Page text:
Filters accept light at certain wavelengths and block all others. A common filter used in robot design is intended to pass infrared radiation and block visible light. Such filters are commonly used in front of phototransistors and photodiodes to block out unwanted ambient (room) light. Only infrared light—from a laser diode, for instance—is allowed to pass through and strike the sensor. Optical filters come in three general forms: colored gel, interference, and dichroic.
  • Colored gel filters are made by mixing dyes into a Mylar or plastic base. Good gel filters use dyes that are precisely controlled during manufacture to make filters that pass only certain colors. Depending on the dye used, the filter is capable of passing only a certain band of wavelengths. A good gel filter may have a bandpass region (the spectrum of light passed) of 40 to 60 nanometers (nm), which equates to nearly one full color of the basic six-color rainbow.
  • Interference filters consist of several dielectric and sometimes metallic layers that each block a certain range of wavelengths. One layer may block light under 500 nm, and another layer may block light above 550 nm. The band between 500 and 550 nm is passed by the filter. Interference filters can be made to pass only a very small range of wavelengths.

Listed entries:
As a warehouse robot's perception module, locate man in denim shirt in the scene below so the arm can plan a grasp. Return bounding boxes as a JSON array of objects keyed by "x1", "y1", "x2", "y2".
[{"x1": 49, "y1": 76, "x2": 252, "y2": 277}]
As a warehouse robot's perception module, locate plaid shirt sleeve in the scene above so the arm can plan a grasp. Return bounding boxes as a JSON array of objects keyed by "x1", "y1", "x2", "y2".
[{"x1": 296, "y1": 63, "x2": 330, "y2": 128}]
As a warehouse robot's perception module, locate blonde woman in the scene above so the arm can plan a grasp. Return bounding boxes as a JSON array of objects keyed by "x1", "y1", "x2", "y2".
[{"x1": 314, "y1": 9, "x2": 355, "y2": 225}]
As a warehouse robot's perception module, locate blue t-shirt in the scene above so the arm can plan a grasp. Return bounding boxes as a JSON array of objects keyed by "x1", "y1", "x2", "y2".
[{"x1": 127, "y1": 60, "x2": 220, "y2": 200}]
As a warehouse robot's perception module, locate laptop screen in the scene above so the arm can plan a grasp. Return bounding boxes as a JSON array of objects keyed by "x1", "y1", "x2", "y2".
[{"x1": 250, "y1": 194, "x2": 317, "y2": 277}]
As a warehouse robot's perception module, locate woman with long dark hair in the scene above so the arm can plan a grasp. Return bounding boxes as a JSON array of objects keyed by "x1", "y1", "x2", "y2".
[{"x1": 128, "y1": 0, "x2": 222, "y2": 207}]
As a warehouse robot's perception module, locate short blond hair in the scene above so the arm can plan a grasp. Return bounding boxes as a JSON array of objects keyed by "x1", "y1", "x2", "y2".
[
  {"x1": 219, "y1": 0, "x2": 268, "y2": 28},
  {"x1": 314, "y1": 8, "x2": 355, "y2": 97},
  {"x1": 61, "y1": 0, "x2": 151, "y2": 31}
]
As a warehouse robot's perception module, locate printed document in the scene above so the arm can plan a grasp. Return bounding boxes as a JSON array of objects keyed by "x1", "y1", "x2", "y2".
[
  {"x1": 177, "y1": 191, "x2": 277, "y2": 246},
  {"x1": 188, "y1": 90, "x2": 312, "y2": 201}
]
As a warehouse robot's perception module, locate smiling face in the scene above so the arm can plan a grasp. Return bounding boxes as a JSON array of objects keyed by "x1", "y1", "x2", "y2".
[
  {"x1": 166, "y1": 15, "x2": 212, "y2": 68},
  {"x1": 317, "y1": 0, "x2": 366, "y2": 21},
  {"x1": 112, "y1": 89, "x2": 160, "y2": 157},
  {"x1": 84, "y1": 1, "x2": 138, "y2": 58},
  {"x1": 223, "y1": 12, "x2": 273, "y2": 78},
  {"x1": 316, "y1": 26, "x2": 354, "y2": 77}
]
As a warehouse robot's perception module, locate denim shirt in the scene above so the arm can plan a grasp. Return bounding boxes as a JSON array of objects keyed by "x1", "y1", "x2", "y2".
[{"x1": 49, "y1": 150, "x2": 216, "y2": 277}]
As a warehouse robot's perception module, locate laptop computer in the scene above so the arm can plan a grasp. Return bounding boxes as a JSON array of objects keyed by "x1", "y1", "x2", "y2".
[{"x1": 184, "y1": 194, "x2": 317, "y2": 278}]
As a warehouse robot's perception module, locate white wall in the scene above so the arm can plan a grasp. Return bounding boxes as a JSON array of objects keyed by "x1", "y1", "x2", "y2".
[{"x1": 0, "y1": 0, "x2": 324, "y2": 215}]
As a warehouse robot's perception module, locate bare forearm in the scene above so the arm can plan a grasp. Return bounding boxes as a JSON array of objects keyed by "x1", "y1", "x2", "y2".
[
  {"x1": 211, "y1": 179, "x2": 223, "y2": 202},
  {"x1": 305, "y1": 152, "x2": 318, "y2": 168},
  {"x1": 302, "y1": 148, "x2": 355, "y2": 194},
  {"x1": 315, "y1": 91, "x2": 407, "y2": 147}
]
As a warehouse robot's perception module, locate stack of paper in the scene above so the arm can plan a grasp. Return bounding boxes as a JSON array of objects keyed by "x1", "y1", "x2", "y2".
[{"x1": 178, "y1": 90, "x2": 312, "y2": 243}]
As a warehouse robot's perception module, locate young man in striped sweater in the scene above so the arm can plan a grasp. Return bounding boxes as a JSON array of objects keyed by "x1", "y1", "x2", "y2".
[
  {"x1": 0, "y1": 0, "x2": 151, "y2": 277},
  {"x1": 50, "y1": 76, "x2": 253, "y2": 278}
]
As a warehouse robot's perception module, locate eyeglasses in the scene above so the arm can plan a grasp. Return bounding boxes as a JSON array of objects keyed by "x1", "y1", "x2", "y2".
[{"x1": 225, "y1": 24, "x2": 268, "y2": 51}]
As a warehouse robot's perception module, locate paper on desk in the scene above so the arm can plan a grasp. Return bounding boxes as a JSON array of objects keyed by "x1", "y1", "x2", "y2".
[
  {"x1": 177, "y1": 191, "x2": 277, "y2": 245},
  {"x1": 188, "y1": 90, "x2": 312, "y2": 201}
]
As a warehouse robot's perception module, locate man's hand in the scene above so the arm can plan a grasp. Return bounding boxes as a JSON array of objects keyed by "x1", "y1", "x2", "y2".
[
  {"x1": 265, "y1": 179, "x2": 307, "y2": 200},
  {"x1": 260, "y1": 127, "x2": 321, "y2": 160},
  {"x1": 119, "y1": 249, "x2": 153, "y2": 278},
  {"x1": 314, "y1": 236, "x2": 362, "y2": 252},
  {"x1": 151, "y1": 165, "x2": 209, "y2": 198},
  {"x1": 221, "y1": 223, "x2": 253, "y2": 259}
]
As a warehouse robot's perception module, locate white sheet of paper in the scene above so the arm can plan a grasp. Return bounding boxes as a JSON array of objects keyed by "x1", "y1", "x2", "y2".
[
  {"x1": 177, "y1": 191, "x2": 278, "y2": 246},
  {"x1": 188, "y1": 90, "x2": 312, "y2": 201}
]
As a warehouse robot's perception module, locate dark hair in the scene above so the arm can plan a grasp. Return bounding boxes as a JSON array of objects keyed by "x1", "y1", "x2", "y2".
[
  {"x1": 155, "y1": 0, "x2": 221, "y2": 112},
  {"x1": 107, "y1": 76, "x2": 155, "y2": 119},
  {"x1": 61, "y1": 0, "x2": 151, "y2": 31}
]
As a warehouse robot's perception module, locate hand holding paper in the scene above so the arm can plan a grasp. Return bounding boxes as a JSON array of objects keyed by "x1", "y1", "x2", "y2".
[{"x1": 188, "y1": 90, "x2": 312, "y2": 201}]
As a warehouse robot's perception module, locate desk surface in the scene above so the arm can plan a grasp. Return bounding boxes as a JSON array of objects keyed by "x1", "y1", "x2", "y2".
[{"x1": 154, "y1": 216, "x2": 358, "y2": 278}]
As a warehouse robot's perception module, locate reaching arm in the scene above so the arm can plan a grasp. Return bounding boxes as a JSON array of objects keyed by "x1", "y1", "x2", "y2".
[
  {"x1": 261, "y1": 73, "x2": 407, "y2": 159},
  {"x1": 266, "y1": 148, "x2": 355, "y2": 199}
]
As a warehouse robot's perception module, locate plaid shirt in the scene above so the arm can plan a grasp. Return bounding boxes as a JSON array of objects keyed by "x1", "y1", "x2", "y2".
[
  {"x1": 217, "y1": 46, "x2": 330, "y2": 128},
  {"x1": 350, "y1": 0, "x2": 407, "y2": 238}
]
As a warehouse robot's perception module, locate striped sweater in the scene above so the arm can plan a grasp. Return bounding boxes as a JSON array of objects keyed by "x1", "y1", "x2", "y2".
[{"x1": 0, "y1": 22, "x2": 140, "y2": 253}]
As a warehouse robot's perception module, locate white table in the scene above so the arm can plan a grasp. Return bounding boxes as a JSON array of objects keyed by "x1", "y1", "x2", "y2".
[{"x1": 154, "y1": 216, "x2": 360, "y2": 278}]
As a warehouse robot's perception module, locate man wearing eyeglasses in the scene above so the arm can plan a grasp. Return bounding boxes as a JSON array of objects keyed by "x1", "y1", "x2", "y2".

Task set:
1) Answer these from the optical filter text above:
(a) What are the three general forms of optical filters?
(b) What are colored gel filters made from?
(c) In the interference filter example, what band of light gets through?
2) Repeat the optical filter text above from "Filters accept light" to "interference, and dichroic.".
3) Pick up the optical filter text above at its last sentence and keep writing.

Task answers:
1)
(a) Colored gel, interference, and dichroic.
(b) Dyes mixed into a Mylar or plastic base.
(c) The band between 500 and 550 nm.

2)
Filters accept light at certain wavelengths and block all others. A common filter used in robot design is intended to pass infrared radiation and block visible light. Such filters are commonly used in front of phototransistors and photodiodes to block out unwanted ambient (room) light. Only infrared light—from a laser diode, for instance—is allowed to pass through and strike the sensor. Optical filters come in three general forms: colored gel, interference, and dichroic.

3)
  • Dichroic filters use organic dyes or chemicals to absorb light at certain wavelengths. Some filters are made from crystals that exhibit two or more different colors when viewed at different axes. Color control is maintained by cutting the crystal at a specific axis.
Single- and multicell-vision systems are useful for detecting the absence or presence of light, but they cannot make out the shapes of objects. This greatly limits the environment into which such a robot can be placed. By detecting the shape of an object, a robot might be able to make intelligent assumptions about its surroundings and perhaps be able to navigate those surroundings, recognize its “master,” and more.
A few years ago, video vision was an expensive proposition for any robot experimenter. But the advent of inexpensive and small pinhole and lipstick video cameras that can output video data in a variety of different formats makes the hardware for machine vision affordable (while still not a trivial exercise).
A video system for robot vision need not be overly sophisticated. The resolution of the image can be as low as about 100 by 100 pixels (10,000 pixels total), though a resolution of no less than 300 by 200 pixels (60,000 pixels total) is preferred. The higher the resolution is, the better the image and therefore the greater the robot’s ability to discern shapes. A color camera is not mandatory and, in some cases, makes it harder to write suitable video interpolating software.
Video systems that provide a digital output are generally easier to work with than those that provide only an analog video output. You can connect digital video systems directly to a PC, such as through a serial, parallel, or USB port. Analog video systems require that a video capture card, a fast analog-to-digital converter, or some other similar device be attached to the robot’s computer.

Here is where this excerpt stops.